::: Texto proporcionado :::

«A mi madre le debo todo»
Este domingo, día de la madre, Consuelo (que acaba de cumplir 107 años) comparte con su hija y su nieta anécdotas y vivencias. Tres generaciones de mujeres juntas desgranando recuerdos y hablando en lengua común
Yolanda Veiga
Domingo, 1 de mayo 2016, 04:02
«¿Te acuerdas cómo conociste a papá, sería en la romería de Sopuerta, no?». «Pues sí, ahí sería». Consuelo Aras asiente con la cabeza, como haciendo una memoria que no le falla, que no se le escapa un solo tanto a las cartas. Está sorda, pero nada más. Solo las pastillas para la tensión, que la tiene controlada: «¡Siete, trece!», presume el yerno, que asoma en la salita cuando llega de la huerta y cuenta una anécdota que es una pena que no pueda oír Consuelo. «Cuando voy a San Mamés le dice a mi mujer: 'Dale algo de dinero para la entrada, anda'. ¡Y soy socio desde hace cuarenta y tres años!' (risas)». Consuelo tiene 107. «'Amu', ¿en qué año naciste», le pregunta Ainhoa, la nieta. «¡En el nueve!». En 1909, un 22 de enero, reza la partida de nacimiento, que todavía conservan en casa. Este domingo, día de la madre, Consuelo Aras, su hija Lucía Aragón (71 años) y su nieta Ainhoa Bilbao (43), tres generaciones de la misma familia, comparten recuerdos y anécdotas de toda una vida juntas en la casa familiar de Abanto.

:::

Tarea a realizar -
Responde estas preguntas sobre el reportaje del día de la madre:
(a) ¿Qué fecha de nacimiento de Consuelo Aras figura en su partida de nacimiento?
(b) ¿Cuántos años tiene su nieta Ainhoa Bilbao?
(c) ¿En qué localidad está la casa familiar donde comparten recuerdos?

::: Datos proporcionados :::

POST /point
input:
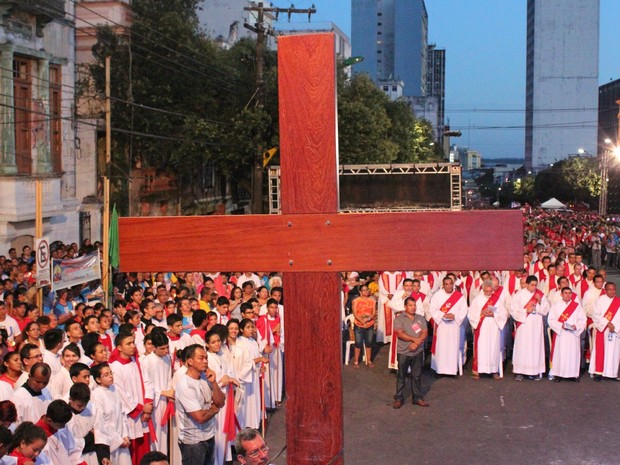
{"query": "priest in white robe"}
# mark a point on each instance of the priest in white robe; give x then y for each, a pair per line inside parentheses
(567, 320)
(605, 355)
(528, 307)
(487, 316)
(448, 310)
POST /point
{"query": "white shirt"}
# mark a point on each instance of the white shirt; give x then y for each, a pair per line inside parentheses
(192, 395)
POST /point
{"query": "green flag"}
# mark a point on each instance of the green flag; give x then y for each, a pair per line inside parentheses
(113, 245)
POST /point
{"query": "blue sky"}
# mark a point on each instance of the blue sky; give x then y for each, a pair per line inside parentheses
(485, 62)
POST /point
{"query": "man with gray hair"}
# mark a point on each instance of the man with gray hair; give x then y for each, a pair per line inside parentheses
(251, 448)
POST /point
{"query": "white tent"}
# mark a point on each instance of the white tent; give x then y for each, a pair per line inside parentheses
(552, 204)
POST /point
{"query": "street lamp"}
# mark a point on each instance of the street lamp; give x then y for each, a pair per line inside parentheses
(615, 151)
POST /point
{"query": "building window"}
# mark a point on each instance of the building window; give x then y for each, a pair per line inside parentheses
(22, 97)
(55, 117)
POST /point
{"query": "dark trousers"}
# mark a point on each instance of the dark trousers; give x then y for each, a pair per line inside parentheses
(198, 454)
(404, 363)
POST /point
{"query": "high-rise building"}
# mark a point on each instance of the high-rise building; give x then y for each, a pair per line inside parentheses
(561, 80)
(436, 83)
(392, 36)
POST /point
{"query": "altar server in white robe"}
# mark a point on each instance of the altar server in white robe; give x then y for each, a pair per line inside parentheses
(270, 334)
(528, 307)
(220, 361)
(567, 320)
(130, 386)
(31, 400)
(248, 363)
(157, 375)
(606, 348)
(448, 310)
(110, 425)
(487, 316)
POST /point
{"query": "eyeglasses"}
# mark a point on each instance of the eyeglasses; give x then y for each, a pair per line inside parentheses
(255, 453)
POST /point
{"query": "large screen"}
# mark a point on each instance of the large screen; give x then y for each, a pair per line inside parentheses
(395, 191)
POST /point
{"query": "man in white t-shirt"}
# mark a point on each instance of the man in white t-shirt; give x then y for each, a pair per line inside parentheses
(197, 402)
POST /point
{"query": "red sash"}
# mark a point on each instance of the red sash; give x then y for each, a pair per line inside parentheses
(599, 341)
(553, 283)
(265, 327)
(512, 284)
(387, 311)
(490, 303)
(563, 318)
(537, 293)
(445, 308)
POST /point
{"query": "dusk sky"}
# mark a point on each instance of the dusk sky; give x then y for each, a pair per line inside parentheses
(485, 63)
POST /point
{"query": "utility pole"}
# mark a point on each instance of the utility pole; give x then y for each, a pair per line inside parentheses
(261, 32)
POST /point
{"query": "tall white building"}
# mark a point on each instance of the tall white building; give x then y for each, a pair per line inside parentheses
(562, 80)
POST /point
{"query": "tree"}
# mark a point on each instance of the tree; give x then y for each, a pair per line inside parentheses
(574, 179)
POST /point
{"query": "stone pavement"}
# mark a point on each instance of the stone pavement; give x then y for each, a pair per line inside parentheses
(473, 422)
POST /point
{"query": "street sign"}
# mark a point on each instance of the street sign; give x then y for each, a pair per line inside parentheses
(42, 248)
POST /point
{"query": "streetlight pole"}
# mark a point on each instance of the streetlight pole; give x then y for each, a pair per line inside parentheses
(602, 203)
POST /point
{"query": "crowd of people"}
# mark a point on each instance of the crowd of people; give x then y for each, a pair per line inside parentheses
(556, 316)
(179, 363)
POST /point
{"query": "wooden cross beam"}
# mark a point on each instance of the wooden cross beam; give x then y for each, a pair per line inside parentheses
(311, 242)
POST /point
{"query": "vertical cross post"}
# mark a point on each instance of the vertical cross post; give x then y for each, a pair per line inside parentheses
(309, 160)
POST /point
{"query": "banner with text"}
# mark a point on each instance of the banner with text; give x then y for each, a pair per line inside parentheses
(70, 272)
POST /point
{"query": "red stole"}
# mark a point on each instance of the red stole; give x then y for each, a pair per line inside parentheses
(231, 422)
(537, 293)
(563, 318)
(387, 311)
(430, 279)
(136, 412)
(512, 284)
(489, 303)
(265, 327)
(445, 308)
(600, 336)
(553, 283)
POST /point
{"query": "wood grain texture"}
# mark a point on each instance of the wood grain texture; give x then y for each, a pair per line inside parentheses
(313, 369)
(366, 241)
(308, 124)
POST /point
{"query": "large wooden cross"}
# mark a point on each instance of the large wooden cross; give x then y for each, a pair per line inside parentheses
(311, 243)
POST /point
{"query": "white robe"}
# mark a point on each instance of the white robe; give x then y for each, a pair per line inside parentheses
(274, 375)
(529, 347)
(79, 426)
(612, 343)
(389, 283)
(30, 408)
(244, 352)
(488, 349)
(110, 423)
(565, 359)
(221, 364)
(445, 360)
(129, 387)
(157, 377)
(60, 384)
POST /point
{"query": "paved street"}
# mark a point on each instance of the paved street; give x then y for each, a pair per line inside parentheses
(477, 422)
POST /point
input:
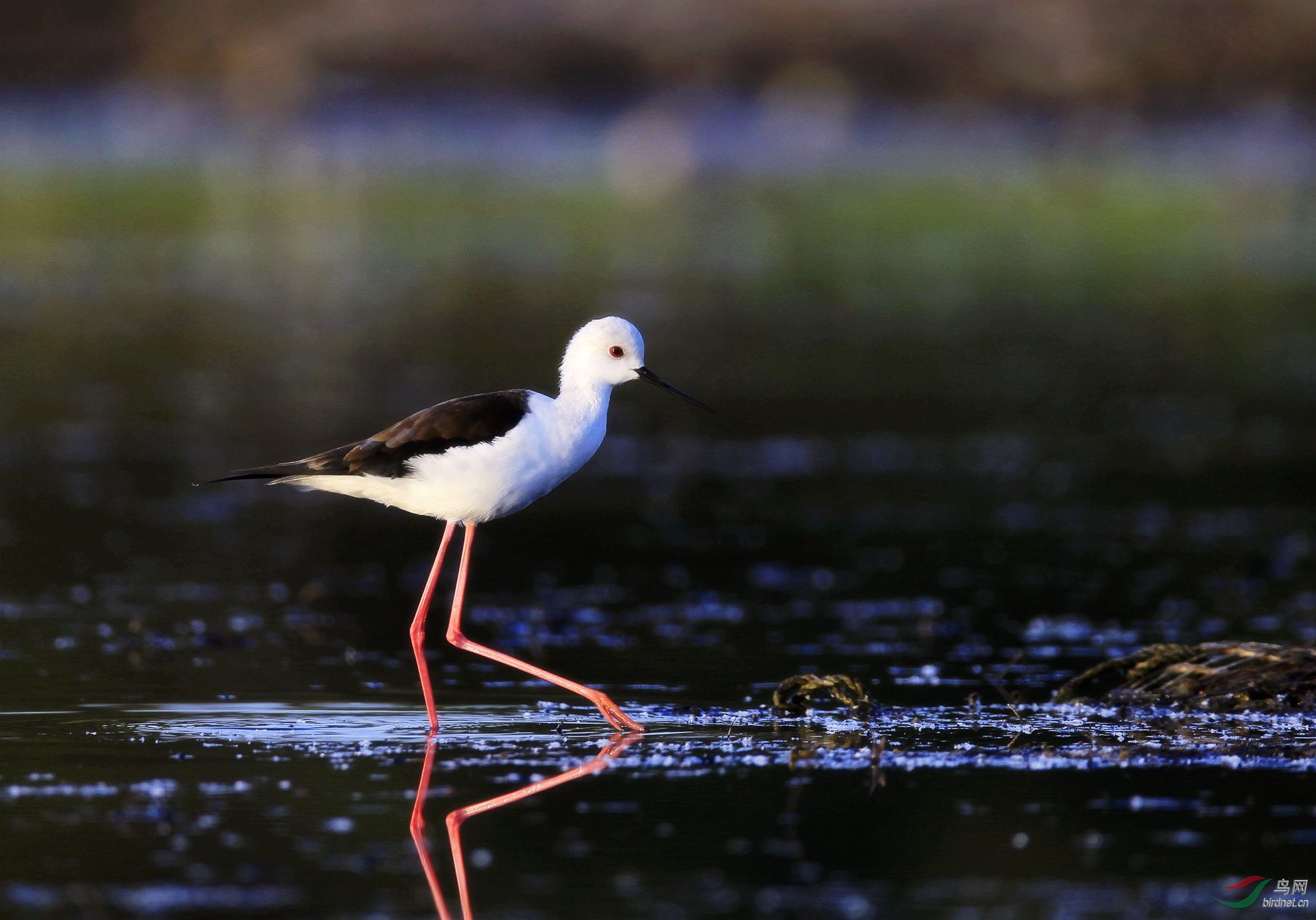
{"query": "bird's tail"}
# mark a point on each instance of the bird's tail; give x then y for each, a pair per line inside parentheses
(277, 472)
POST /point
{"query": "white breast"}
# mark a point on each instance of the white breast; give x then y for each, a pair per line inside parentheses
(486, 481)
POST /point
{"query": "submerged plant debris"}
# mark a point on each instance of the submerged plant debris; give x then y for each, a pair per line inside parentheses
(1218, 677)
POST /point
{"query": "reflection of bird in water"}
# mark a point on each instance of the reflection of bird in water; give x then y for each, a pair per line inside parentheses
(476, 458)
(617, 744)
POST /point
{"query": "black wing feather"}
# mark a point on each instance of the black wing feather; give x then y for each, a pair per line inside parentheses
(458, 423)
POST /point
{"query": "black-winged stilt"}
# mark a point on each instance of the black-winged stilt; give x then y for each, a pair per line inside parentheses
(476, 458)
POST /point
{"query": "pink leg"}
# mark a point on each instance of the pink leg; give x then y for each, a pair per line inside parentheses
(617, 744)
(619, 719)
(418, 828)
(418, 627)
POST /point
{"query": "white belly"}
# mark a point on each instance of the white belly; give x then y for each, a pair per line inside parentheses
(483, 481)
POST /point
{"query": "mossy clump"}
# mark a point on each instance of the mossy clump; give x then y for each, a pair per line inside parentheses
(1216, 677)
(796, 694)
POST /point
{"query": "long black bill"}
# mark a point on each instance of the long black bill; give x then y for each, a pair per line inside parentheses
(645, 374)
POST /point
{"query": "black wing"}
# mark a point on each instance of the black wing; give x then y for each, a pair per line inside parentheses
(458, 423)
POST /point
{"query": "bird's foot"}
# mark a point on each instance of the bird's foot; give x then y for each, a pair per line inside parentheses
(615, 716)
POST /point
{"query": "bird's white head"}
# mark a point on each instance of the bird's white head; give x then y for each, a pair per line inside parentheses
(608, 351)
(604, 353)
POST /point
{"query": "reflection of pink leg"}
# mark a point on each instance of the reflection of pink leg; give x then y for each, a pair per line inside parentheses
(418, 828)
(418, 627)
(617, 744)
(619, 719)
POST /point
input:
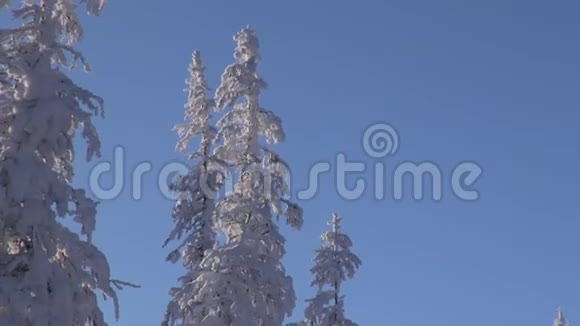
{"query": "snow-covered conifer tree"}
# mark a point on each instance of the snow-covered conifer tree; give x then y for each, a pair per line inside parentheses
(49, 275)
(560, 319)
(242, 281)
(334, 263)
(194, 210)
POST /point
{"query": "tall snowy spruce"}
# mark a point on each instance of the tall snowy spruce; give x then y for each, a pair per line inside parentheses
(241, 280)
(49, 275)
(560, 319)
(334, 263)
(194, 210)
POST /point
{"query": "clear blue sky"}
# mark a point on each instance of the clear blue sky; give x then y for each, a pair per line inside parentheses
(496, 82)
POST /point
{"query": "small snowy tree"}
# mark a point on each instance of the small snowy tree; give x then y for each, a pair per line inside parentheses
(241, 280)
(334, 263)
(194, 209)
(49, 275)
(560, 319)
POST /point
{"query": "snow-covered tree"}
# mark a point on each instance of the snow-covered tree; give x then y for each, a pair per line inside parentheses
(334, 263)
(560, 319)
(194, 210)
(49, 274)
(241, 281)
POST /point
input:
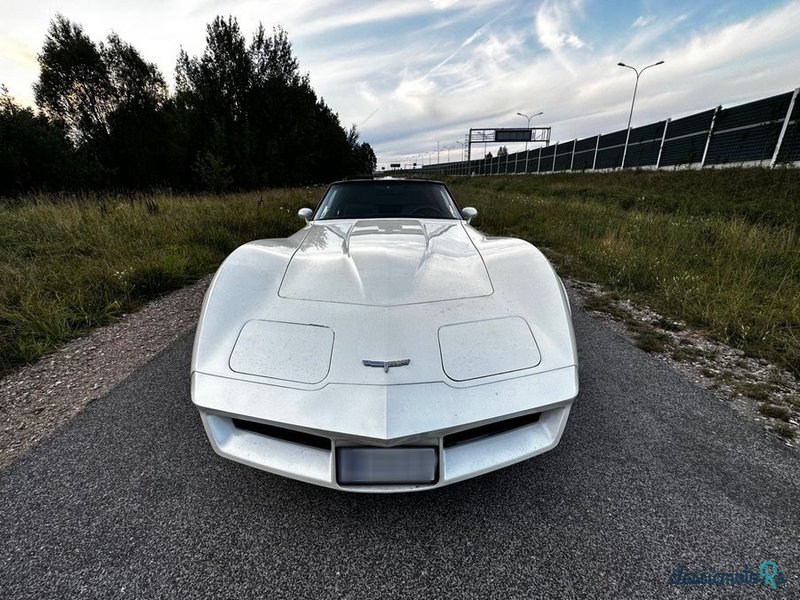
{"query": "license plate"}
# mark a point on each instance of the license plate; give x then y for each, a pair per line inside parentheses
(387, 466)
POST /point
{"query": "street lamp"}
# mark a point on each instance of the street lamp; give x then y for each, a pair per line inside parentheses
(633, 100)
(529, 135)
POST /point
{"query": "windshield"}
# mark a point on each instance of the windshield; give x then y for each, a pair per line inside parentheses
(382, 200)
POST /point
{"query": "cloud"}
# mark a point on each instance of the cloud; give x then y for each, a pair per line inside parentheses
(553, 25)
(643, 21)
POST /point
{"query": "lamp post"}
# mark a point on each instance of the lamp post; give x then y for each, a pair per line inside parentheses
(463, 154)
(524, 116)
(633, 101)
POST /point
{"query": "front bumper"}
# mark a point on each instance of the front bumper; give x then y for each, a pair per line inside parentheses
(513, 420)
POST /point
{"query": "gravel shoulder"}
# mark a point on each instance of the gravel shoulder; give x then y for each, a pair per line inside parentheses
(40, 397)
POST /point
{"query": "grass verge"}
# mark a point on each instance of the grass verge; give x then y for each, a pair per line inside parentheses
(68, 265)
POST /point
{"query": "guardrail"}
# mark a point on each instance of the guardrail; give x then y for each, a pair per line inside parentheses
(763, 133)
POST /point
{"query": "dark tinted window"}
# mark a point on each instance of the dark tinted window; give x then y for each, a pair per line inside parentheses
(384, 199)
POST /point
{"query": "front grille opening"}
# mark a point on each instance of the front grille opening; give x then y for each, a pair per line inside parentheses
(484, 431)
(287, 435)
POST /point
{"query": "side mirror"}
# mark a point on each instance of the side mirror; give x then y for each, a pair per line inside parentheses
(469, 213)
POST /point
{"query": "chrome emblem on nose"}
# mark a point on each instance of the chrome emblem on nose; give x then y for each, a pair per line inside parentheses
(386, 364)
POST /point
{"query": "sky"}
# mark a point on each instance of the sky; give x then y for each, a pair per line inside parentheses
(416, 75)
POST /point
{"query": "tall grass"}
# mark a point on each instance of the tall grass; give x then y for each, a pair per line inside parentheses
(728, 265)
(718, 249)
(68, 264)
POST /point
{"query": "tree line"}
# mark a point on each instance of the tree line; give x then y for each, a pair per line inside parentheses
(242, 116)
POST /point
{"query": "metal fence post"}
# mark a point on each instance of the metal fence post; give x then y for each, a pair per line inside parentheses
(572, 160)
(783, 129)
(555, 156)
(663, 139)
(710, 133)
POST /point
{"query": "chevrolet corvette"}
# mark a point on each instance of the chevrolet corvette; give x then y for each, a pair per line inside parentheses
(387, 346)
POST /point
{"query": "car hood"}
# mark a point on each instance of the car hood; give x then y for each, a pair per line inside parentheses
(386, 263)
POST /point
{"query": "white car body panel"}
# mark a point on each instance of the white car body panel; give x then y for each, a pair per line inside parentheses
(287, 325)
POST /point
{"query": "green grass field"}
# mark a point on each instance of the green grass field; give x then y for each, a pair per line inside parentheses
(718, 249)
(68, 265)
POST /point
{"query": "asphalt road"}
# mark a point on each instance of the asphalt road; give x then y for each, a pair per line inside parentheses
(128, 500)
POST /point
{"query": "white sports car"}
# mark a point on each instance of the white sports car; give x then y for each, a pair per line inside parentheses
(385, 347)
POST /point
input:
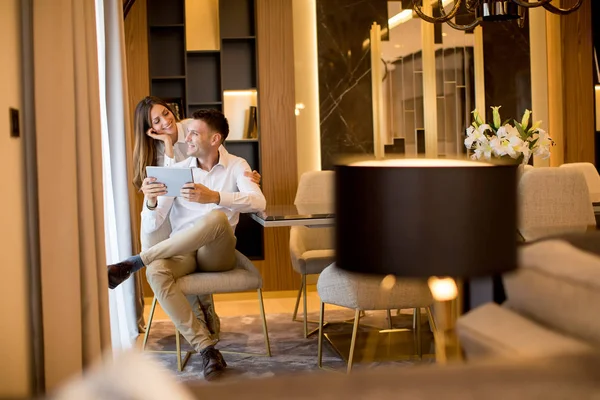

:::

Respuesta correcta -
(a) El 22 de enero de 1909.
(b) 43 años.
(c) En Abanto.